Exercise instructions:
Your job is to retype all of the data word for word, leaving every image out.

▼▼▼

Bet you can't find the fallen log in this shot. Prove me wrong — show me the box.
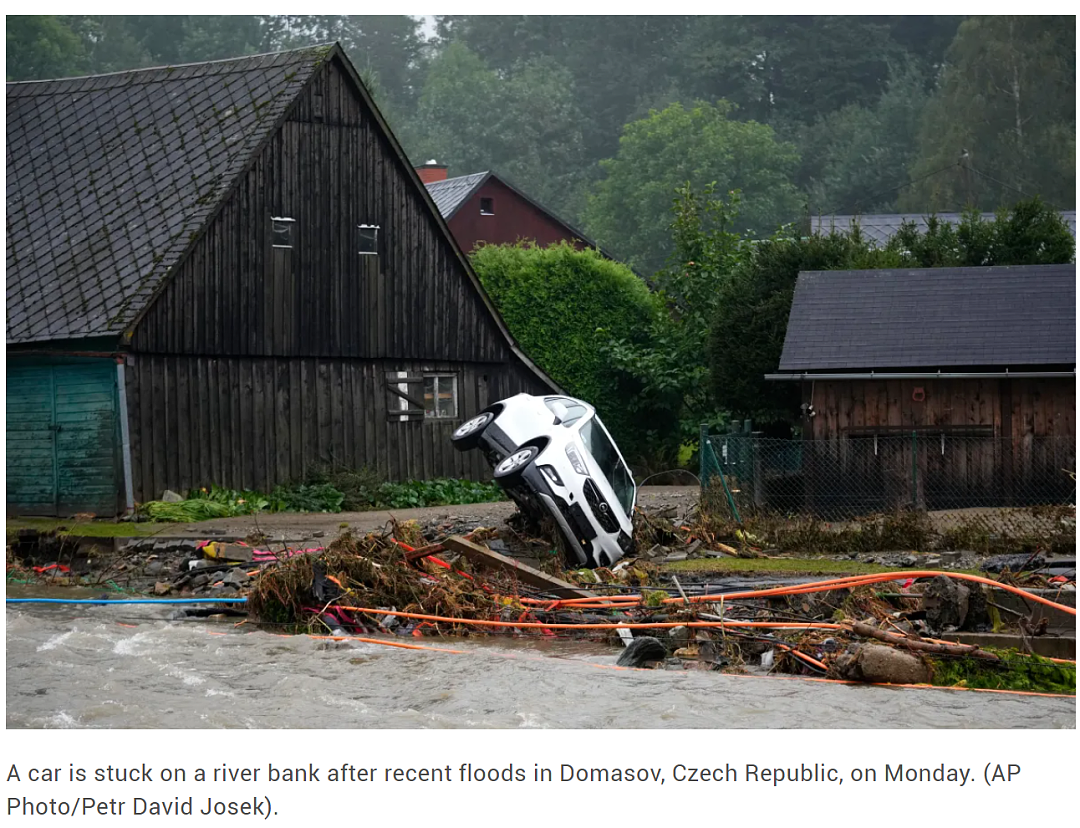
[850,622,1000,661]
[442,536,596,599]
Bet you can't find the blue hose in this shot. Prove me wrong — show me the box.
[7,597,248,605]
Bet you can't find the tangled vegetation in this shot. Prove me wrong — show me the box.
[247,529,502,632]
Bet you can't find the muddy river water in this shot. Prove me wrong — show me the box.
[7,600,1074,729]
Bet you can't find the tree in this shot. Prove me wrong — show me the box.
[800,61,930,215]
[434,16,694,167]
[403,44,588,219]
[258,15,426,109]
[678,17,909,129]
[174,16,270,63]
[602,184,752,451]
[583,100,802,273]
[60,15,155,74]
[469,242,670,462]
[6,16,87,80]
[901,16,1076,212]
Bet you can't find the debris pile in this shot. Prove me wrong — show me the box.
[8,503,1075,694]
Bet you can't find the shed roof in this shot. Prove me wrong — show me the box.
[6,46,329,343]
[811,212,1077,247]
[424,171,490,219]
[778,264,1076,372]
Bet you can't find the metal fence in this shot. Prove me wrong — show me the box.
[701,428,1076,524]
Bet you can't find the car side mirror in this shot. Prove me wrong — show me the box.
[550,401,569,424]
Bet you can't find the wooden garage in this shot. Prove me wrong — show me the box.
[767,264,1076,513]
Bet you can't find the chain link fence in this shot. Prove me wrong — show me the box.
[701,428,1076,549]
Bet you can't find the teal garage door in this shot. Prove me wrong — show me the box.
[6,359,121,516]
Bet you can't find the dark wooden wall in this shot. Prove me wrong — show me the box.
[124,355,547,501]
[798,377,1076,511]
[125,55,554,497]
[132,56,512,364]
[802,377,1075,440]
[448,177,591,254]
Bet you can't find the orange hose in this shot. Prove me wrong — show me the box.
[549,571,1076,616]
[333,605,843,631]
[310,634,468,654]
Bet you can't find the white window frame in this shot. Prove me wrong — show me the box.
[397,373,458,419]
[358,224,379,255]
[271,216,295,249]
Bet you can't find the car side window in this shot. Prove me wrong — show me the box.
[545,397,586,426]
[560,404,587,426]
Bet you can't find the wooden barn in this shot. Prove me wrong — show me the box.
[6,45,556,517]
[419,165,615,257]
[766,265,1076,513]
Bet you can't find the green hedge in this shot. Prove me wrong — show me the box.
[471,241,662,452]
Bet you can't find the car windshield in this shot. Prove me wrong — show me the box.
[579,416,635,515]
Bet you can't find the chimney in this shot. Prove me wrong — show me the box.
[416,159,449,184]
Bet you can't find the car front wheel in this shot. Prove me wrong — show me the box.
[450,412,494,451]
[493,445,539,484]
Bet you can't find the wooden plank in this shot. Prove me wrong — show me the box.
[317,359,332,463]
[331,361,344,468]
[251,360,267,491]
[272,360,288,484]
[442,536,596,599]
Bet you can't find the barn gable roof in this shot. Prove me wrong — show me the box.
[6,46,330,344]
[778,264,1076,372]
[7,46,559,390]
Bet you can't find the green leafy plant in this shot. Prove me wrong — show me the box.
[269,483,346,513]
[373,478,506,509]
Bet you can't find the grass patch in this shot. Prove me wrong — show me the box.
[661,556,899,576]
[6,518,165,539]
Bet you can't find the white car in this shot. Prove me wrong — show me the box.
[450,394,637,569]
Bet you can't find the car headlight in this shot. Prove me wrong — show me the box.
[565,445,588,475]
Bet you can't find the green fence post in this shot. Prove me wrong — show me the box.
[699,423,710,489]
[911,430,918,509]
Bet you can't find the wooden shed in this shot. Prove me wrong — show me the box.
[6,45,556,516]
[767,265,1076,513]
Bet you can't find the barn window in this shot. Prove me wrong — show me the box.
[271,217,295,248]
[358,224,379,255]
[480,197,495,216]
[393,373,458,419]
[424,375,458,418]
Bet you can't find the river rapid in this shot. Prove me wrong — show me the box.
[7,600,1074,729]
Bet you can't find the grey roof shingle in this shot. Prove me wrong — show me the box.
[778,264,1076,371]
[6,47,328,344]
[424,171,489,219]
[811,212,1077,246]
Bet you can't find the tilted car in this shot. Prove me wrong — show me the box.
[450,394,636,568]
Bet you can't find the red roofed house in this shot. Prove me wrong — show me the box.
[418,162,612,257]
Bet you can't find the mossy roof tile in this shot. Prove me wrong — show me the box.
[6,46,327,343]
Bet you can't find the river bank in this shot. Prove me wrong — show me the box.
[7,599,1074,729]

▲▲▲

Exercise result:
Bet you can't find the fallen log in this shot. Prove me wrong — show me the box.
[850,622,1000,661]
[442,536,596,599]
Bet you can't find the blue hose in this shot. Prove me wrong — show me the box.
[7,597,248,605]
Bet you can't find the tangled vegetation in this shot. Prove me wrong — show me the box.
[247,529,502,632]
Bet you can't find the muddy river water in this shot. Prove me wrong — show me the box.
[7,600,1074,729]
Bet you can't find the tree in this shot. Prove me wrong — show me the box.
[800,61,930,215]
[434,16,694,167]
[403,44,588,219]
[258,15,426,109]
[678,17,909,129]
[174,16,270,63]
[602,184,752,451]
[583,100,802,273]
[60,15,155,74]
[469,242,670,462]
[6,16,87,80]
[901,16,1076,212]
Bet you can't find the debris pile in this shot. Prove me wrong — show me the box.
[8,503,1075,694]
Bet you can't find the shed roof in this shot. Prove me wrong — show me the box.
[6,46,329,343]
[811,212,1077,247]
[424,171,490,219]
[778,264,1076,372]
Bet you can't find the metal fence in this shot. Prove me wrong — show me the box.
[701,428,1076,524]
Bet you can't find the car side mirror in this shot. Prove me wrong — show me the box.
[550,401,569,424]
Bet you can't find the wooden garage in this shot. Prove me wrong — show me the box.
[767,264,1076,513]
Bet you can't find the chain link fence in this shot. Prove me wrong — show me the box.
[701,428,1076,549]
Bet you can't find the teal garage door in this shot. Prove me wrong — show me the box.
[6,359,121,516]
Bet you can't find the dark wooden wall in this shot. Prove me wrong — show me the box.
[124,355,547,501]
[798,377,1076,511]
[125,55,554,497]
[132,56,512,364]
[802,377,1075,440]
[448,177,591,254]
Bet you can't find the orange hose in this shot. Prove me wrong — show me the box.
[549,571,1076,616]
[333,605,843,631]
[310,634,468,654]
Bet you can't find the white window frame in this shot. Prove me wrong — show me the box.
[397,373,458,419]
[358,224,379,255]
[271,216,295,249]
Bet you can't find the car side window in this shot. Prove me wrong — show me the box.
[545,397,586,426]
[560,404,587,426]
Bet you can't find the wooden barn in this shot. Prove me wrong — show me the box.
[6,45,556,517]
[419,165,615,257]
[766,265,1076,513]
Bet you can't find the green hedge in this shot. Prove me wrong — show me the box.
[471,241,662,452]
Bet you can't find the car windshield in this shot. Prove me wrong — show me the box.
[579,416,635,515]
Bet you can't find the chimney in this shot. Prove me wrong — show me the box.
[416,159,449,184]
Bet you can't find the car front wheel in this shot. Prove me wrong — show me the box.
[450,412,494,451]
[493,445,539,484]
Bet you can't find the wooden plank in this shot. Prove me wrong — show me the box.
[317,359,332,463]
[331,361,344,468]
[251,360,267,491]
[272,360,288,484]
[442,536,596,599]
Bet you can't find the barn gable roof in this shot. Prove me wrong — show me the box.
[6,46,330,344]
[778,264,1076,372]
[7,46,559,390]
Bet you can't find the green leafy plant in this shot. Prove me wrong — show me the box.
[269,483,346,513]
[373,478,506,509]
Bet you can't find the grass patch in this shot. Prove me wrong — show me the box.
[661,556,899,576]
[6,518,165,539]
Bet you can't find the white car in this shot. Prove me wrong — show me the box.
[450,394,637,569]
Bet you can't find the car headlight in this shot. Prove me wrong — show me the box.
[565,445,588,475]
Bet you can't find the green fence post in this shot. Prove me wrong — show me the box.
[699,423,710,489]
[911,430,918,509]
Bet you can't find the wooden shed in this shot. Prove me wrong — show me the box.
[6,45,556,516]
[767,265,1076,513]
Bet you can't find the barn window in this shot. Prove me wrong — show me the box.
[271,217,295,248]
[358,224,379,255]
[480,197,495,216]
[393,373,458,419]
[424,375,458,418]
Bet you can't find the river rapid in this shot. Prove me wrong — show me the box.
[7,600,1074,729]
Bet you can't find the grey roof shingle in this shot. Prove me wrong — show me the box.
[778,264,1076,371]
[6,47,328,344]
[424,171,489,219]
[811,212,1077,246]
Bet you can't find the tilted car in this shot. Prove me wrong — show me the box.
[450,394,636,568]
Bet you can't find the red roofed house in this shot. Prove me wrong — show me the box.
[418,162,612,257]
Bet you can't find the mossy roof tile in this shot. Prove me wrong — show me the box.
[6,46,327,343]
Bet you can't find the river bank in this shot. Prove me wrong — show me the box.
[7,599,1074,729]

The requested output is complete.